Task details: Each line in the entries below that holds the string "person" must be copied.

Extracted entries:
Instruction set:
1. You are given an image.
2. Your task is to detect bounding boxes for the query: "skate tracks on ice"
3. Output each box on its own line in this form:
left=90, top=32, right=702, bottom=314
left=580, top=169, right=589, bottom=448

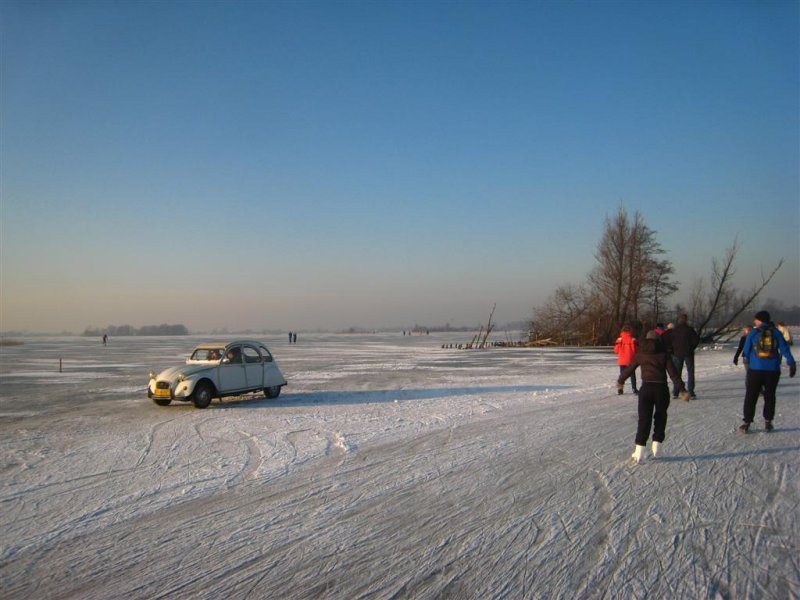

==

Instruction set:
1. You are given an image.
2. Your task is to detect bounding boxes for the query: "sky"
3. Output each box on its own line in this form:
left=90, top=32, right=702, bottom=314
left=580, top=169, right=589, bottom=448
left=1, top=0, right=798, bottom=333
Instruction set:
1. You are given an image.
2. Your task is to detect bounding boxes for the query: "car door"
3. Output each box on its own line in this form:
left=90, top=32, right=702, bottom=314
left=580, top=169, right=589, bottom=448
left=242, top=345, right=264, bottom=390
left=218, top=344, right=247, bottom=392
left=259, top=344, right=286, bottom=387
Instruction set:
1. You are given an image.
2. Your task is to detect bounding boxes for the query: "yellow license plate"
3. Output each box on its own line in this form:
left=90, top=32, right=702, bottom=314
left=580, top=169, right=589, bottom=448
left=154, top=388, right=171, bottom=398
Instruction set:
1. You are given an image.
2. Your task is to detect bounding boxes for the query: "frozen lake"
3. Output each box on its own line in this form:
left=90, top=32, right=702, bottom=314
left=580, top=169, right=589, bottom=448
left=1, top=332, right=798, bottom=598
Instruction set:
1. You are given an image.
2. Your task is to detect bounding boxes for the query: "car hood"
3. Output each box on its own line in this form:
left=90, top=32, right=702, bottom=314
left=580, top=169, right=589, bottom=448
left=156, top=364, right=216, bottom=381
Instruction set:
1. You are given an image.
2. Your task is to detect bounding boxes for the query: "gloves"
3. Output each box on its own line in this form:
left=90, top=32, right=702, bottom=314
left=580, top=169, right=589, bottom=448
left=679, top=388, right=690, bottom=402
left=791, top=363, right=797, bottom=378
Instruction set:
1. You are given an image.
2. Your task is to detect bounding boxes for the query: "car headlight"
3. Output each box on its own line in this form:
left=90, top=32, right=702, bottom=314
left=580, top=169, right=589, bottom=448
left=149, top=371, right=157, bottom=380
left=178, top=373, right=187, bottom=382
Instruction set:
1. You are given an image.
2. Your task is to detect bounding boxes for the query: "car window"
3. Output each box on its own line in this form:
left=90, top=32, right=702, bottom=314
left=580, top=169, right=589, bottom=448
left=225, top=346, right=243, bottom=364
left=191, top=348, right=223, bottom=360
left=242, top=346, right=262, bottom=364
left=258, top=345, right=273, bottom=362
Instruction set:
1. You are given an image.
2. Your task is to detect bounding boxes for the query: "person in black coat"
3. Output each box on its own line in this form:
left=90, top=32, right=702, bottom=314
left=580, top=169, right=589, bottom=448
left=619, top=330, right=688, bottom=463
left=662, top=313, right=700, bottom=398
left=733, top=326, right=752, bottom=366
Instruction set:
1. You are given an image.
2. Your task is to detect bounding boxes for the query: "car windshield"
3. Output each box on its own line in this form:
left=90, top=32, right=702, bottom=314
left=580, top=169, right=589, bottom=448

* * *

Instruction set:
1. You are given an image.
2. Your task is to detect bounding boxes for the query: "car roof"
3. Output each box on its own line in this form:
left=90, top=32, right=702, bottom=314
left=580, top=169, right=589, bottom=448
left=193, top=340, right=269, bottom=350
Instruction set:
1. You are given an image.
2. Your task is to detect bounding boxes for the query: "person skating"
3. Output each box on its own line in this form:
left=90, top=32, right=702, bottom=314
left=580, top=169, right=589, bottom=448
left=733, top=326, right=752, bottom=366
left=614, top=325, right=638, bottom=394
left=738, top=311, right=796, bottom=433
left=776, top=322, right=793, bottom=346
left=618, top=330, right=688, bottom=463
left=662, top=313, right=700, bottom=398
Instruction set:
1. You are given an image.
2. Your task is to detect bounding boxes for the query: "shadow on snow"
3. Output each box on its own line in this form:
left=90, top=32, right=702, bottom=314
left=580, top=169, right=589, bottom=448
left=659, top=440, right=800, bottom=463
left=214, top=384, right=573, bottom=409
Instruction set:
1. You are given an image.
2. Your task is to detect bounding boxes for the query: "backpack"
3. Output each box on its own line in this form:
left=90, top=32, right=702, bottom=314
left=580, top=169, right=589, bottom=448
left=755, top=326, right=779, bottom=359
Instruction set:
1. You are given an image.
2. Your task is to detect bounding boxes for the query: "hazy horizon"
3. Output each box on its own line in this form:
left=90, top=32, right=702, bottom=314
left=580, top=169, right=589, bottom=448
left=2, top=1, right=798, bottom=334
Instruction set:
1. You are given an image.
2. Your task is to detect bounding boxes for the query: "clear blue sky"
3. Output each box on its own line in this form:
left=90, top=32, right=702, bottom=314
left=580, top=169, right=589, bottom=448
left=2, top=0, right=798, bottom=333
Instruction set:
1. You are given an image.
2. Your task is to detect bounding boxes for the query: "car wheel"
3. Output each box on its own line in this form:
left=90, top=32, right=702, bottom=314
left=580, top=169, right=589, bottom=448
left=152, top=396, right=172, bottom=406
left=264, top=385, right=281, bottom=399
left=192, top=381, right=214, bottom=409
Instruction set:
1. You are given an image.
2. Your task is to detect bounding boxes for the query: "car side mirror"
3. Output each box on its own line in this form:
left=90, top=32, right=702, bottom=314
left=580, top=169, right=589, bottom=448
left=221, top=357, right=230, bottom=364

Solution:
2. Your task is to detect bounding boxes for the query: "person in black coat"
2. Your task is to detect bounding boxes for the query: "person skating"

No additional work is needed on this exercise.